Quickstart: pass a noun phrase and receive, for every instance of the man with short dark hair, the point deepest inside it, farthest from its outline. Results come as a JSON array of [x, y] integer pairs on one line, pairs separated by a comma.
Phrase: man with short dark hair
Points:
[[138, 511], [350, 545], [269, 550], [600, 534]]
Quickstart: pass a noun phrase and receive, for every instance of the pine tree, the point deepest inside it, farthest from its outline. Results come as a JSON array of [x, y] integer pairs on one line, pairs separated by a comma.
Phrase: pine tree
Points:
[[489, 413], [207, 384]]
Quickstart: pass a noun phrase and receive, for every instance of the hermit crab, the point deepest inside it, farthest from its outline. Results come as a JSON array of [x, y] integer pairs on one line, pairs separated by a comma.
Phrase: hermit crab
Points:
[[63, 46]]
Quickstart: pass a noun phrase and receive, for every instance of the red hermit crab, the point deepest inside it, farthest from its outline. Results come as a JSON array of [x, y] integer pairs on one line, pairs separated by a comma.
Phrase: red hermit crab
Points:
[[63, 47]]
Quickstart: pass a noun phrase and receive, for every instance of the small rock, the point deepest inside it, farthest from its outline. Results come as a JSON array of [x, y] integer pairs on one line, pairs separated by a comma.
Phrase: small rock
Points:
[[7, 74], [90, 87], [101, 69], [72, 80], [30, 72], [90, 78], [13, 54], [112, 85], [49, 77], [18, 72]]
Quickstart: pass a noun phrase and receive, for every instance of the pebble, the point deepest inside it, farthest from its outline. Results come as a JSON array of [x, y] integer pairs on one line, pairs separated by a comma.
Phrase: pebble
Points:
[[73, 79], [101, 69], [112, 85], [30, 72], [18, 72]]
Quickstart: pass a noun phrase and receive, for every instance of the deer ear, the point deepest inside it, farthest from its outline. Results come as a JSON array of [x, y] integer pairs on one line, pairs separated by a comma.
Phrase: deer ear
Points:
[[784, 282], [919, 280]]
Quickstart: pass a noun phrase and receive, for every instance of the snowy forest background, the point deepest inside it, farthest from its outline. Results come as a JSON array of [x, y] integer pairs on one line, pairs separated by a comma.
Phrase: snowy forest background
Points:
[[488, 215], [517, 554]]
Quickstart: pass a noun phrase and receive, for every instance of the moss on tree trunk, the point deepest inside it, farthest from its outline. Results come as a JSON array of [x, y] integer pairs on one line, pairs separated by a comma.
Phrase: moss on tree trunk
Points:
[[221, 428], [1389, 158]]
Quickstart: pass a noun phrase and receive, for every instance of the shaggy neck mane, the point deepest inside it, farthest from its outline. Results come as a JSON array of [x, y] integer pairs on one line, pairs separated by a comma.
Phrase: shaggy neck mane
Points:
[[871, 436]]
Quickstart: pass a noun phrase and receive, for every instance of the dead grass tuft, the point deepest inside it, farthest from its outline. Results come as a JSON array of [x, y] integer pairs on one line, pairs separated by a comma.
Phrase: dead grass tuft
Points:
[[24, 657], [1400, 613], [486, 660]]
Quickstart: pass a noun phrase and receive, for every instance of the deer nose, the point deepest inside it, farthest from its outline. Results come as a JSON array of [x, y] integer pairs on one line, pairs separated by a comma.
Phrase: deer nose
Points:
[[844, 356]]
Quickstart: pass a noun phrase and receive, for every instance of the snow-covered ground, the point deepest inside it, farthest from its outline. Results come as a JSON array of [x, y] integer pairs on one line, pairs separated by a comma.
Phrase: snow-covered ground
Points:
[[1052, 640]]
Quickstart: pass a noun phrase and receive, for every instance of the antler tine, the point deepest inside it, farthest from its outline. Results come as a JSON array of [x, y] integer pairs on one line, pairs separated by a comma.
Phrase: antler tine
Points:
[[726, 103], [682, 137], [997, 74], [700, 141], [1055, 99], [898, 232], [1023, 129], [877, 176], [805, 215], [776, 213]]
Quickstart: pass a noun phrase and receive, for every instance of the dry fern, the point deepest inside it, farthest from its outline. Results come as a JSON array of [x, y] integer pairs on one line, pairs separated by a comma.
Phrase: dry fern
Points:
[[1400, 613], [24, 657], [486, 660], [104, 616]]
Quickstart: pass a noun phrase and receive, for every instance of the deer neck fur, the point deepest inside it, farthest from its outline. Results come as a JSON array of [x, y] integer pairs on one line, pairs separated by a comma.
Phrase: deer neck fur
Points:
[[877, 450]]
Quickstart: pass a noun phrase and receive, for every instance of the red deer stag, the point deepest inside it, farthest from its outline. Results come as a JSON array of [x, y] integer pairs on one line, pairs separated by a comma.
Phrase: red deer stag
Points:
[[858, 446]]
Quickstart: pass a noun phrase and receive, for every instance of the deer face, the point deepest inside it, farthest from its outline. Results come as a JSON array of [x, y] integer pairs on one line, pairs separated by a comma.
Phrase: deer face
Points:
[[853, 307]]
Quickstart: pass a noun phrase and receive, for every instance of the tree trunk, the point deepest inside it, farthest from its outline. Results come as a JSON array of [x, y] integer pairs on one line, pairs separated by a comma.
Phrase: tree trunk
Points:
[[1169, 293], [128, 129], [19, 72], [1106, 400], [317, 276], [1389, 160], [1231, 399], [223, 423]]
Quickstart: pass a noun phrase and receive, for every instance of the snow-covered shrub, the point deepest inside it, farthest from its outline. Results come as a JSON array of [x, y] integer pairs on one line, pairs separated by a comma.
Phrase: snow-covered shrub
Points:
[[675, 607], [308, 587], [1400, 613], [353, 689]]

+ + + +

What is required
Pull every line that holds the string "tine" out of the records.

Response box
Quickstart: pass a noun phrase and receive, for every instance of the antler tine, the point deepest inside it, farthest from its outline. Results come as a JSON array of [x, y] integer pairs on one line, pairs separated by a comma.
Phrase: antler tine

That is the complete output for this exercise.